» Exercise aim:
Answer these questions from the Likud poll report:
1. How many central committee members took part in the poll?
2. What percentage of respondents said the media's portrayal of the committee was unfair?
3. Which MK headed the list of those the respondents would most like to vote off?

» Document passage:
The finding is from Tuesday's Haaretz-Channel 10-Dialog poll conducted by Prof. Camil Fuchs among 406 committee members. Filling out the Likud dream team picked by respondents are MKs Yisrael Katz, Michael Eitan, Reuven Rivlin, Yuval Steinitz and Michael Ratzon.

According to the Dialog poll and other recent surveys, party whip Sa'ar has become the Likud's most popular politician in the past three years, with a 61.5 percent approval rating from the respondents who named their favorite five, compared to a 40.5 percent rating for Naveh and 35 percent for Livnat.

Sa'ar's name also appears at the top of the list of "best MKs" chosen by central committee members, followed by Eitan, Erdan, Rivlin and "Likud rebel" leader Landau.

If the survey respondents have their way, about half of the rebels who opposed the Gaza disengagement will be unemployed come April. When committee members were asked which Likud MKs they would most like to vote off the party island, topping the list was Yehiel Hazan, who was indicted for double-voting in May 2003 and is likely to be indicted for obstruction of justice after he was filmed removing evidence in that case from the Knesset storeroom. After him are the rather hard-working parliamentarian Inbal Gavrieli; Michael Gorlovsky, also infamously involved in the double-voting case; and Gila Gamliel and Ayoub Kara.

The Dialog poll asked about the declared intention of new Likud chief Netanyahu to transfer the task of selecting the party's candidates from the 3,000 members of the central committee to the 130,000 Likud members. Surprisingly, 30 percent of the 406 committee members who were polled said they were willing to relinquish the enormous power they had been given. Apparently they recognized that matters had gotten out of hand, and that a significant portion of the Likud's bad reputation were caused by the disturbing images associated with the formation of the candidates' list.

An overwhelming 82 percent of respondents said the media's portrayal of the committee was unfair, while 14 percent said it was complimentary.

A significant minority of respondents - 38 percent - said they believed that Kadima and Likud would unite under Prime Minister Ariel Sharon following the elections, while 56 percent said this would not happen. The pro-union people are probably Sharon supporters who miss their daddy.

Contrary to conventional wisdom and other surveys, 60 percent of respondents expressed some measure of confidence in Netanyahu's ability to form the next government, with only 34 percent believing that this is a no-go. Either central committee members are natural optimists, or their party patriotism pulsates too proudly in their chests to allow them to tender a more reality-based response to this question.

To the question of which Likud-leavers they would like to bring back home from among Tzipi Livni, Meir Sheetrit, Shaul Mofaz and Tzachi Hanegbi, respondents were predictable: Hanegbi, their favorite, heads the list, followed closely by Livni, who was never the darling of the central committee but whose national and public standing must affect even them. Trailing by several lengths are Mofaz and Sheetrit.

» Data for review:
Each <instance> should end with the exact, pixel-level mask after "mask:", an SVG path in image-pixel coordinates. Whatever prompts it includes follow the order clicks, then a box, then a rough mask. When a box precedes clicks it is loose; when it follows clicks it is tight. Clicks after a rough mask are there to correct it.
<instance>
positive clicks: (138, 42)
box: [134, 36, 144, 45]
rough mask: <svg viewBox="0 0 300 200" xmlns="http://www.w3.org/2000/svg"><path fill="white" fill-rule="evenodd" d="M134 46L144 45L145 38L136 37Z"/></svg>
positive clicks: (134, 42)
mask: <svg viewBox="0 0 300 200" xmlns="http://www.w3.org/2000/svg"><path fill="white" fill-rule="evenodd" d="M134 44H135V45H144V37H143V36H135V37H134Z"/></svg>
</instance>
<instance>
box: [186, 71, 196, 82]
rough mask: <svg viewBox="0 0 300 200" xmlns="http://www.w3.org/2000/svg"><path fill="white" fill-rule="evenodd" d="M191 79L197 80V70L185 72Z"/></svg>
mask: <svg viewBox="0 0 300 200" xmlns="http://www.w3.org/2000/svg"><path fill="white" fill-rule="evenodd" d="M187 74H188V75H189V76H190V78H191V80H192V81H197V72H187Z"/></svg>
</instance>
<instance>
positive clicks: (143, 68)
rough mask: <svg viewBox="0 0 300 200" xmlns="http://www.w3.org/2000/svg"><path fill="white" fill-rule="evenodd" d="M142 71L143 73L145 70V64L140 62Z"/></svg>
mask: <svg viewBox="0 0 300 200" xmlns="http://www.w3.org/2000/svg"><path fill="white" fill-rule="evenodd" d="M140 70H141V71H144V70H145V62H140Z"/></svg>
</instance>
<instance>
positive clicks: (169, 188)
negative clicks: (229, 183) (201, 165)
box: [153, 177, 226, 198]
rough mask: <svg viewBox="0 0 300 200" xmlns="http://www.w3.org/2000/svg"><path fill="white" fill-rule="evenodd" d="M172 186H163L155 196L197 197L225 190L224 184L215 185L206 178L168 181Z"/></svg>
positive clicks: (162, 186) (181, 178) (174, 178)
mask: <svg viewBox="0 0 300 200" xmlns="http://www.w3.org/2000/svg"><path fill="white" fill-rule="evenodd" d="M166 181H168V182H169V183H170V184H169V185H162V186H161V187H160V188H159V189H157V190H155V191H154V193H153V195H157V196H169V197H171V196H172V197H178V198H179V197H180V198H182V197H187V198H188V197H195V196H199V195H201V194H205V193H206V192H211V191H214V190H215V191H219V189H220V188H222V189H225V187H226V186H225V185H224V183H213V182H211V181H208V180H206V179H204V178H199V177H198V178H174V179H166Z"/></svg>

» Solution to the problem:
1. 406
2. 82 percent
3. Yehiel Hazan